Given instruction.
Pull out every line in the records that contains the word "ceiling", matching case exactly.

[Box-labeled dataset extracts]

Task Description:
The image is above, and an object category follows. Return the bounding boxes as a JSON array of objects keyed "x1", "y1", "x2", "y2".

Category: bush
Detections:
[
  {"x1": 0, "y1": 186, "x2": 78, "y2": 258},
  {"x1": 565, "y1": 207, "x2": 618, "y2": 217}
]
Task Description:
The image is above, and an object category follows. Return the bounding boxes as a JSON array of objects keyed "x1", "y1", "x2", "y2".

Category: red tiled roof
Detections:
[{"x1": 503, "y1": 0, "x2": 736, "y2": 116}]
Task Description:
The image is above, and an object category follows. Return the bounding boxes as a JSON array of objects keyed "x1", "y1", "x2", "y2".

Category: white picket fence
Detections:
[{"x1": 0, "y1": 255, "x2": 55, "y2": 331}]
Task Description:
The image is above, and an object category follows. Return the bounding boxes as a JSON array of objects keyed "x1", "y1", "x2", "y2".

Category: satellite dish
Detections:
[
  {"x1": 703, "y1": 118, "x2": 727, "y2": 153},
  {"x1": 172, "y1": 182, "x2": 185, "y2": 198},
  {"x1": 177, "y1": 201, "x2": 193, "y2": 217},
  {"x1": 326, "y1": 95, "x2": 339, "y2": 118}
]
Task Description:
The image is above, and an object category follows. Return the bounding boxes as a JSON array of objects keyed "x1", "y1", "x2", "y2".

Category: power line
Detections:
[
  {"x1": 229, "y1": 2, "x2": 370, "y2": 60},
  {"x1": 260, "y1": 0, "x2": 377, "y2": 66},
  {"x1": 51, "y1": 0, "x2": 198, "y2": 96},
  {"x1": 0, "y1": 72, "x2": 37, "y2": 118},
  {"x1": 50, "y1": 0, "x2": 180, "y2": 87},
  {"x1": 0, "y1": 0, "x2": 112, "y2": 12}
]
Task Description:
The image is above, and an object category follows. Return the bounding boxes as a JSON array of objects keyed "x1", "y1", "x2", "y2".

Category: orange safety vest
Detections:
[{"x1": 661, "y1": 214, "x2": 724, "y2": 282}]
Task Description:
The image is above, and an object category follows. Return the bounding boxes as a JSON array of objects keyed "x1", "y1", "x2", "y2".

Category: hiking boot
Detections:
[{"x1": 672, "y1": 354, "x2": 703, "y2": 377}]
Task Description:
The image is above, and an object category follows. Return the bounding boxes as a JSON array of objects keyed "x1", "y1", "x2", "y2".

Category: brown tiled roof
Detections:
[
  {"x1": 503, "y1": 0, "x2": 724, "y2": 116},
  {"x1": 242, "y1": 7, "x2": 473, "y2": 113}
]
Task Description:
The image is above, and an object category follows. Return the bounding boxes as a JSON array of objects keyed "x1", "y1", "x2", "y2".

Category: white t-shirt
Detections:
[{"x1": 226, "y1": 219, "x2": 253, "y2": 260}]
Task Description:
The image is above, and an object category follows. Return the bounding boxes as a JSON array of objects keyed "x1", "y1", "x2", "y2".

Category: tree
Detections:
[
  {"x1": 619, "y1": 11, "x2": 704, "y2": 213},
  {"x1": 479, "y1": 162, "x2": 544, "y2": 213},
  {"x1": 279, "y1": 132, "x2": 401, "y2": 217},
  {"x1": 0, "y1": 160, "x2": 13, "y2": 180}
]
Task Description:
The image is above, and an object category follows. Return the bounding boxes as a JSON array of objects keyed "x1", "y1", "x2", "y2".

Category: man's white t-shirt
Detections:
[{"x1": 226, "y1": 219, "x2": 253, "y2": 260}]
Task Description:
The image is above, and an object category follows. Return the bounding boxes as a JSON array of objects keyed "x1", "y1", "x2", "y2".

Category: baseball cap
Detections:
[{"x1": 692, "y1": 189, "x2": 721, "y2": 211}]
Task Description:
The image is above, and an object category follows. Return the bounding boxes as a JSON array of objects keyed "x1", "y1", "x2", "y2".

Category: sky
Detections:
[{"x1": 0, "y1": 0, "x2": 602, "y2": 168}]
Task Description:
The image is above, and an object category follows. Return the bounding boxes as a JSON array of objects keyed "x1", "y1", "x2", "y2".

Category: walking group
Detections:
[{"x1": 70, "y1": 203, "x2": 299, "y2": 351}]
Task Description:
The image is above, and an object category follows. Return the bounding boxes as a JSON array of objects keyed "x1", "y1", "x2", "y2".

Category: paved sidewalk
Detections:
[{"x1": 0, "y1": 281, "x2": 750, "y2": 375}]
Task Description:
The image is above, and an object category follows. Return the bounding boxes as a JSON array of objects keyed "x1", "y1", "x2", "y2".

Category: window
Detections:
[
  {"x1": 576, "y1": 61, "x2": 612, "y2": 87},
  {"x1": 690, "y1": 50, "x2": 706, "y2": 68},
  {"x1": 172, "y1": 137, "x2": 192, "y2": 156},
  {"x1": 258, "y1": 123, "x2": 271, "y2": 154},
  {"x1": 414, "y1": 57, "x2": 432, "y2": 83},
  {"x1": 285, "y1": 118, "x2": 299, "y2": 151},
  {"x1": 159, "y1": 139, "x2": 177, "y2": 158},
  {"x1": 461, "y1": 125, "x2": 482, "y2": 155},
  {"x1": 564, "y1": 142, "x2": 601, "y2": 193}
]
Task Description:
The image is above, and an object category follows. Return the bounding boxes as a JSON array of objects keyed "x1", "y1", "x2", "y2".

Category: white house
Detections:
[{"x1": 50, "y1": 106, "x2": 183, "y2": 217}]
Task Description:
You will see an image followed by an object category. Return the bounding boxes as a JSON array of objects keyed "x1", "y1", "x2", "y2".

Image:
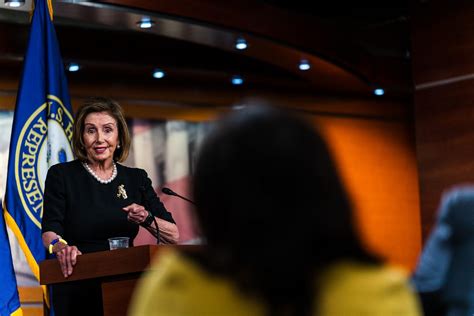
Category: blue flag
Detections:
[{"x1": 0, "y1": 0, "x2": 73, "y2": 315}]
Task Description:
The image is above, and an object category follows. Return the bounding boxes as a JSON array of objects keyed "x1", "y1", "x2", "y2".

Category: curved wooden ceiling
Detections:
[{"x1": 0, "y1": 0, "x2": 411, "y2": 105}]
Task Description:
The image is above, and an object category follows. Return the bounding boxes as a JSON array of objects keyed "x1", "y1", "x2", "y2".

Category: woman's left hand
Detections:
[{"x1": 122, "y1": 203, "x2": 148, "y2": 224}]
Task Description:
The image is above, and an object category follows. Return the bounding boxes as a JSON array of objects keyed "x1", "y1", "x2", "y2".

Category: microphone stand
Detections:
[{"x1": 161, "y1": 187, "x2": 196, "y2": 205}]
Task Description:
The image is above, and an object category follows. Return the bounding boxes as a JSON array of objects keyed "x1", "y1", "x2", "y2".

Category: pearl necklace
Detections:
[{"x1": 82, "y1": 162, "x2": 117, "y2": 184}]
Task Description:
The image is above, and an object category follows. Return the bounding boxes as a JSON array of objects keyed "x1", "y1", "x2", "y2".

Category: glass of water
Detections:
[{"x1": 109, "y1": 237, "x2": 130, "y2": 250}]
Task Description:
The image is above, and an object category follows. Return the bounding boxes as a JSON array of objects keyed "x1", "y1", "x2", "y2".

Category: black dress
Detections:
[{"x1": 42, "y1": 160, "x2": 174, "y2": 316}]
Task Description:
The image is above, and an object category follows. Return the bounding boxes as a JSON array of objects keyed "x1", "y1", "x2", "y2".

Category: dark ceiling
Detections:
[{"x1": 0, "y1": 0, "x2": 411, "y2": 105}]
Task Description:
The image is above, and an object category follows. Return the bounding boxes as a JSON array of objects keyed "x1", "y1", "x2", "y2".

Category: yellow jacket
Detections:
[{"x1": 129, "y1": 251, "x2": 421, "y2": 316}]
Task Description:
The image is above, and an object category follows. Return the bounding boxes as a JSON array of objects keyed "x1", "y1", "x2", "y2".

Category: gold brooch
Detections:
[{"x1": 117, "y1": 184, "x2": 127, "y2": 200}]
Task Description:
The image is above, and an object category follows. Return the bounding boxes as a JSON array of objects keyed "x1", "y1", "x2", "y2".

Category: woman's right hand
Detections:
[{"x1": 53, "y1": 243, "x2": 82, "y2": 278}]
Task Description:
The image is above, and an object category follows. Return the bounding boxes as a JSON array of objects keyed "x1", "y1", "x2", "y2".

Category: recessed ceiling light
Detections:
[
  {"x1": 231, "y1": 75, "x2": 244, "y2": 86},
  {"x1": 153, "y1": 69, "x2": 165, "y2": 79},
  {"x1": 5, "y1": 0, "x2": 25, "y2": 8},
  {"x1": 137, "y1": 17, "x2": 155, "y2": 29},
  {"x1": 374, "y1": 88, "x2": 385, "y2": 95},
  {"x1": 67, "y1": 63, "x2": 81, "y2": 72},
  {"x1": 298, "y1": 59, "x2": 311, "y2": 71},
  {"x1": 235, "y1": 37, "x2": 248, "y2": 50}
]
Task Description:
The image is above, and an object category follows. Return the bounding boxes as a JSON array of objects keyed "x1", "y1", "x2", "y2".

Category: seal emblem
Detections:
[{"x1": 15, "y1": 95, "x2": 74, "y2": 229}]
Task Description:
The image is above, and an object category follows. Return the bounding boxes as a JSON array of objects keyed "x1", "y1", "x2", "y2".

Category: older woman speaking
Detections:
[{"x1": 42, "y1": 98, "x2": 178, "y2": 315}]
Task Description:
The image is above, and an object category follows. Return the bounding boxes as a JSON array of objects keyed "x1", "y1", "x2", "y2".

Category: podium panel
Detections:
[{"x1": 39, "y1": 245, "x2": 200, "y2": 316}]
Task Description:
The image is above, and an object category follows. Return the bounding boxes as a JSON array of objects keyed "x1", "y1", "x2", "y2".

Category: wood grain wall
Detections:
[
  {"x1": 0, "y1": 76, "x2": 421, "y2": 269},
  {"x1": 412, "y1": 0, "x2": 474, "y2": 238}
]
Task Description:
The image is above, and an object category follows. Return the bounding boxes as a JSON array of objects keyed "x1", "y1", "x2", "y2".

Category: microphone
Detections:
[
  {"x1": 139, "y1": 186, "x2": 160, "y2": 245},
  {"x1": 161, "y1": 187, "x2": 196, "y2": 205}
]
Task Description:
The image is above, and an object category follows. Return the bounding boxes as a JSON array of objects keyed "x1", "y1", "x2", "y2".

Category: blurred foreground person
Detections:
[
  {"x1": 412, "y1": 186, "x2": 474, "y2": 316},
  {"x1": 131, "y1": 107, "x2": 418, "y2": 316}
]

...

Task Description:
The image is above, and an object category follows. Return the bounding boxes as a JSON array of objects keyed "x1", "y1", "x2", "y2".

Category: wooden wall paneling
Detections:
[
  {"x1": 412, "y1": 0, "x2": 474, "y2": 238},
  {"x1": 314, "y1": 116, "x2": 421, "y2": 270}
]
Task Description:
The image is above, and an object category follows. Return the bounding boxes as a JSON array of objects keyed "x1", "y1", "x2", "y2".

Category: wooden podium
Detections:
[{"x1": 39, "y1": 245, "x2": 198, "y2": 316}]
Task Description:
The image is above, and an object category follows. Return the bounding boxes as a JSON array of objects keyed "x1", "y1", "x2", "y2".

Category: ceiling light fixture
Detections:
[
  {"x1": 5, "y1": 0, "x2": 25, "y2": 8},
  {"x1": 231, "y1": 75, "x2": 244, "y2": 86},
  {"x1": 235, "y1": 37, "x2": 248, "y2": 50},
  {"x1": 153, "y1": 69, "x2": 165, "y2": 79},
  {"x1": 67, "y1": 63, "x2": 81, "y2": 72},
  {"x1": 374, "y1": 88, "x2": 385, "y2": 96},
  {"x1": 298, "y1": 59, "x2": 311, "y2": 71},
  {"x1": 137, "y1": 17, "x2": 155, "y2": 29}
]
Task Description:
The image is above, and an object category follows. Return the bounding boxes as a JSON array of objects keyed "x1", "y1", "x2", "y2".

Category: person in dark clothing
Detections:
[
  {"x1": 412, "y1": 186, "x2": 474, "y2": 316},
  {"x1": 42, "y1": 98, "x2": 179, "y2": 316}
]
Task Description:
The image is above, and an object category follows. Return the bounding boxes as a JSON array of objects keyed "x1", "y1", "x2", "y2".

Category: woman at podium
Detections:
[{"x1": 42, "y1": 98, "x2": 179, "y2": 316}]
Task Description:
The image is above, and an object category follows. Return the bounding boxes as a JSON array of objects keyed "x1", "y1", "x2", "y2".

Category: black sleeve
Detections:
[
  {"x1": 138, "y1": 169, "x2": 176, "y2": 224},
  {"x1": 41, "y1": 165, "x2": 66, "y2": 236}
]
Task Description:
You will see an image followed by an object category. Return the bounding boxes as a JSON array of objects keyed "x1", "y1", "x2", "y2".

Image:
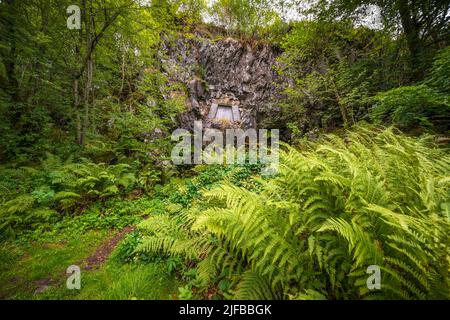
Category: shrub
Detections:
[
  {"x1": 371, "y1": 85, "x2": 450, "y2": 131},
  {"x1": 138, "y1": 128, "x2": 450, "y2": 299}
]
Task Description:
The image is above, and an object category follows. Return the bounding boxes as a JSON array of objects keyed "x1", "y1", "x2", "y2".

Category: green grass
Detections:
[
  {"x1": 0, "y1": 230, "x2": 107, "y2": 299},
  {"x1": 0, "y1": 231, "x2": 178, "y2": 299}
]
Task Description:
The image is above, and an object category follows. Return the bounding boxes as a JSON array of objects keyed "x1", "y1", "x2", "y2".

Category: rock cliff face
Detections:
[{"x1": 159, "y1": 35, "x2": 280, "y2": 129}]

Finished exercise.
Category: curved wooden ceiling
Category: dark ceiling
Category: recessed ceiling light
Category: ceiling light fixture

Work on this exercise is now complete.